··· Text provided

Despite stifled growth this year, largely due to soaring costs and supply chains disruptions, the UK construction sector is expected to see a modest bounce back in 2023, according to a new report.
Glenigan‘s newly released UK Construction Industry Forecast 2022-2024 indicates current tough circumstances will give way to a return to growth in the next three years.
The report predicts that 2023 will see a modest 8% increase and a smaller 2% lift in 2024, over 2022 levels. This represents an average rise of 2.6% over the forecast period.
The report is predominantly focused on underlying starts (< £100m in value) and contains a comprehensive overview of the current state of the construction industry.
Significant disruption stifles short-term growth
The next few years will be challenging for the construction industry as a whole, says the report.
The war in the Ukraine is creating considerable economic uncertainty which is having a direct, current effect on output and risks derailing post-COVID recovery.
As a result, overall project starts are forecast to slip back 2%.
Aside from this ongoing conflict, current inflation spikes, higher taxes, and rising mortgage costs are expected to constrain activity in consumer-related areas, such as private housing, retail, and hotel & leisure.
In contrast, a firm development pipeline is predicted to lift industrial and office starts in 2022, as well as government-funded areas such as education, health, and community & amenity.
More positively, the value of project starts is expected to rise in 2023, as the UK economy stabilises and short-term supply chain pressure eases.
However the lingering impact of higher construction, material and energy costs means this growth will be significantly lower than predicted in previous forecasts.
Public sector pick-up
Public sector investment is set to be an important driver for construction activity over the forecast period. However, the latest spending review revealed only modest growth in capital funding for a handful of central government departments over the next three years.
Whilst the value of social housing starts is set to dip almost 10% this year, following a 15% surge in 2021, the vertical is predicted to rally for the remainder of the forecast period, helped by a strong pipeline of already approved projects commencing on site.
Education construction is a vertical predicted to grow significantly over the next few years (av. +8%), partly driven by the government’s commitment to building 500 new schools over the next decade.
This is supported by a modest rise in universities capital spending during the second half of the forecast period.
The outlook for the health sector is also brightening.

······
··· Source data

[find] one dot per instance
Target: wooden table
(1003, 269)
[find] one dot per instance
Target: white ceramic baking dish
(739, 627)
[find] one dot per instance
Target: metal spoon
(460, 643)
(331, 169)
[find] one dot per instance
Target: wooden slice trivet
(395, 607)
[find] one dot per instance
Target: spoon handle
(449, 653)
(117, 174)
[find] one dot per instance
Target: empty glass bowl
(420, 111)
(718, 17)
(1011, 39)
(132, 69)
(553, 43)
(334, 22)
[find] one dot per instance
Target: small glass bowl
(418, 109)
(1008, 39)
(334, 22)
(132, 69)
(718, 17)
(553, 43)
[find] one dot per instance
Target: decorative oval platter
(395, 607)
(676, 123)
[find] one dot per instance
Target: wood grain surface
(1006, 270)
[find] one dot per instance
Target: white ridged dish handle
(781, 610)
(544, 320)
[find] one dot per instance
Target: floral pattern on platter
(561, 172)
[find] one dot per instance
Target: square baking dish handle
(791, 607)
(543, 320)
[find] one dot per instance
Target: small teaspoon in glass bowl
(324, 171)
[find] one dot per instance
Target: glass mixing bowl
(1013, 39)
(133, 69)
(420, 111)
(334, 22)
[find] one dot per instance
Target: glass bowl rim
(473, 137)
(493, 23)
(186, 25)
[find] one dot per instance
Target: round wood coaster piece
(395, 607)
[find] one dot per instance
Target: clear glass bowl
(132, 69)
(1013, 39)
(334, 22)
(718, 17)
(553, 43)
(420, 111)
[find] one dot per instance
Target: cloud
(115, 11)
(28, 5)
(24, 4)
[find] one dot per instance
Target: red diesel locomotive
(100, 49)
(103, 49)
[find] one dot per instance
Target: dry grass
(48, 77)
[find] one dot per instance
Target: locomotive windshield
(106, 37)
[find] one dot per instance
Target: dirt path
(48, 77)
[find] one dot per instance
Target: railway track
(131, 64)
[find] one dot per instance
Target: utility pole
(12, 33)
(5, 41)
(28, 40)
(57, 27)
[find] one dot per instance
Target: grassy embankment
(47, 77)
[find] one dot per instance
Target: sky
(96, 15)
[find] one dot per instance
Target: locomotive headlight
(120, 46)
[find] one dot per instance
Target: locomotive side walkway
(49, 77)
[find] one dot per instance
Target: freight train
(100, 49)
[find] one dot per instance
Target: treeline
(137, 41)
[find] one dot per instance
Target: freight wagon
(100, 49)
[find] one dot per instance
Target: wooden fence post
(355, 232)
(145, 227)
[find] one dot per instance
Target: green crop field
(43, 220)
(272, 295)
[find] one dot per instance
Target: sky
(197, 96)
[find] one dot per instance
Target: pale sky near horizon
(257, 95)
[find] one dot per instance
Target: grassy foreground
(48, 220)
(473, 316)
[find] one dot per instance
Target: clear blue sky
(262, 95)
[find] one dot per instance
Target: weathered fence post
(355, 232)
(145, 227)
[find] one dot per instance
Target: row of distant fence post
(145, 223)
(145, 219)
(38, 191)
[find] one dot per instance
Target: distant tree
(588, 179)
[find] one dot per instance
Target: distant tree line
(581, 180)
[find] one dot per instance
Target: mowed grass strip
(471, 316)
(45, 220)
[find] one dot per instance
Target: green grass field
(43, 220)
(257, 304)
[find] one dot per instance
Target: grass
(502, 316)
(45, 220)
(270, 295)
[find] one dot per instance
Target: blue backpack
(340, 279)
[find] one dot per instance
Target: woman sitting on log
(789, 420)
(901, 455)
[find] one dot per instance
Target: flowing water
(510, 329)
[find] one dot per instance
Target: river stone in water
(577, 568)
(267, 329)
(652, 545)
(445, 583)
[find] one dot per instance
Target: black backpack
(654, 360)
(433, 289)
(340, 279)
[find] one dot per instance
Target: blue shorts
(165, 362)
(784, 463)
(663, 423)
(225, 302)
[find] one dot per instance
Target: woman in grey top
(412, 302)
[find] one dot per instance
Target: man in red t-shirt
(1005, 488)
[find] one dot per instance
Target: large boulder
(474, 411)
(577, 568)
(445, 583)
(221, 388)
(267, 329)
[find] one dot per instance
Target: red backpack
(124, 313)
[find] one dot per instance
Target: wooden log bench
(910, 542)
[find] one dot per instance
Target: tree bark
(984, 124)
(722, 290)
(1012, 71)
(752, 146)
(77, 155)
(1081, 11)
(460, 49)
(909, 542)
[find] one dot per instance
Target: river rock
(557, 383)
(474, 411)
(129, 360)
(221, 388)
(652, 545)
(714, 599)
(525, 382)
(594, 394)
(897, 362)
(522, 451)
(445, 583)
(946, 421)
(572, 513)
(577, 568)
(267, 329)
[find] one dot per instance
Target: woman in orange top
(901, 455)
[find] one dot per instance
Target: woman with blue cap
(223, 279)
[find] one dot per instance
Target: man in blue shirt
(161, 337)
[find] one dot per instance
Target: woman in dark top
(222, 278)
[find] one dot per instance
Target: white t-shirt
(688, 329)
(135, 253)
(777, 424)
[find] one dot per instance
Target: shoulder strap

······

> _Directions for this task_: Rewrite the stretch of the construction forecast text from "Glenigan‘s newly released" through "says the report.", changing "report" to "study".

> _Response to this exercise_:
Glenigan‘s newly released UK Construction Industry Forecast 2022-2024 indicates current tough circumstances will give way to a return to growth in the next three years.
The study predicts that 2023 will see a modest 8% increase and a smaller 2% lift in 2024, over 2022 levels. This represents an average rise of 2.6% over the forecast period.
The study is predominantly focused on underlying starts (< £100m in value) and contains a comprehensive overview of the current state of the construction industry.
Significant disruption stifles short-term growth
The next few years will be challenging for the construction industry as a whole, says the study.